## What is required
Restate the whole listing exactly, leaving nothing out.

********

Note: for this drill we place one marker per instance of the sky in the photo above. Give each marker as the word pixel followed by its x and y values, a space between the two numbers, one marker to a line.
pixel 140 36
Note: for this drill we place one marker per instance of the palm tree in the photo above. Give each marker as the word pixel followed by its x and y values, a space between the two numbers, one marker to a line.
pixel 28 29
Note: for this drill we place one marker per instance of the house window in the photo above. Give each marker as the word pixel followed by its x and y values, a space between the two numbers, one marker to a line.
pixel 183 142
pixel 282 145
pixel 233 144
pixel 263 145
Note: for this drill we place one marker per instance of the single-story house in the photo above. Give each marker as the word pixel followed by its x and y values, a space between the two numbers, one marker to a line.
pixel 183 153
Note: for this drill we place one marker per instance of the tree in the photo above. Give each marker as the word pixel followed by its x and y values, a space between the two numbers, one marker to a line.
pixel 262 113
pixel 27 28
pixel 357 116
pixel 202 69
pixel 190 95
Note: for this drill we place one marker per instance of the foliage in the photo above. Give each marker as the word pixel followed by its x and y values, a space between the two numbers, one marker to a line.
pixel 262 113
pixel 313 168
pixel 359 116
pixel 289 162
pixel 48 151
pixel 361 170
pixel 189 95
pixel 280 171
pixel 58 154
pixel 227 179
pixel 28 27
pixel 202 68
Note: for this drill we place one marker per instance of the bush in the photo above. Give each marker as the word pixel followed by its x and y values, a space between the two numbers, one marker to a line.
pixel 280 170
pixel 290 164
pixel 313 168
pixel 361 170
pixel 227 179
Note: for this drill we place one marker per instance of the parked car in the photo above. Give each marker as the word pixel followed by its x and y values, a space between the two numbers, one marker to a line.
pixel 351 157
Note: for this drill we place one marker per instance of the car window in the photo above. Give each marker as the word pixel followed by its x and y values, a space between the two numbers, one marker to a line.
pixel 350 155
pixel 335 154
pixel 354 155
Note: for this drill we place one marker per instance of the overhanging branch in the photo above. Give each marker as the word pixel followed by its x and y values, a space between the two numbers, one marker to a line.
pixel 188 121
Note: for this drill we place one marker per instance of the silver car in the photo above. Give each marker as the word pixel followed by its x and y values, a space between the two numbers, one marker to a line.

********

## Response below
Note: for this drill we place one marker per instance of the sky in the photo above. Give each marker as the word pixel followed by its x and y values, a space between the two numbers, one marker to a line.
pixel 140 36
Note: for this drill we place one marker per instance of the palm tree in the photo above. Give each marker as the word pixel followed by its x and y values, a space between the two numbers, one marker to a line.
pixel 28 29
Note: for this drill we place one marker per instance of the house window in the photo above. Give each marker as the word pixel followed by its x and y values, a space between the two numbers, one marker to a line.
pixel 183 142
pixel 282 145
pixel 233 144
pixel 263 145
Note: for this drill we place one marker per instance of the single-story house in the photo above. Give each marker as the word pixel followed by its x and y values, a space between the two numbers, one marker to a line.
pixel 183 153
Note: for this drill we place one marker per instance of the tree in the photo above. Give each marker as the word pixel followed by its x and y values, a space between the two numbers, one marker to a line.
pixel 262 113
pixel 27 28
pixel 357 116
pixel 202 69
pixel 190 95
Note: for this drill we place one marker per instance of the foliage in the photo above. Give each marker as the word pixel followed by its x and y values, a space between the two numbers, one marker to a line.
pixel 262 113
pixel 313 168
pixel 359 116
pixel 289 162
pixel 48 151
pixel 361 170
pixel 189 95
pixel 280 171
pixel 58 154
pixel 227 179
pixel 28 27
pixel 202 68
Note: for this drill we place one marker per instance of the bush in the photo above. Give each marker as the word pixel followed by its x and y values, a space between the two numbers, one marker to a line.
pixel 280 170
pixel 290 164
pixel 313 168
pixel 361 170
pixel 227 179
Note: for this drill we place one marker per instance of the parked car in the photo above. Give each marker as the word pixel followed by its x and y values, a space between the two numbers, one marker to a line.
pixel 351 157
Note: for this drill we place one marker per instance of the car window in the photo above. Give each marker as the word pixel followed by its x and y values, a space between the two numbers, one marker to a line.
pixel 350 155
pixel 335 154
pixel 354 155
Note: for this drill we place one marker per instance of the overhanging branch in the photo above. Give each marker as the word pixel followed by its x and y values, a space between the two numbers, one marker to a line.
pixel 188 121
Note: for this drill we place one marker per instance of the silver car in the photo above. Give each marker as the word pixel followed by its x and y values, a space between the two numbers, one marker to a line.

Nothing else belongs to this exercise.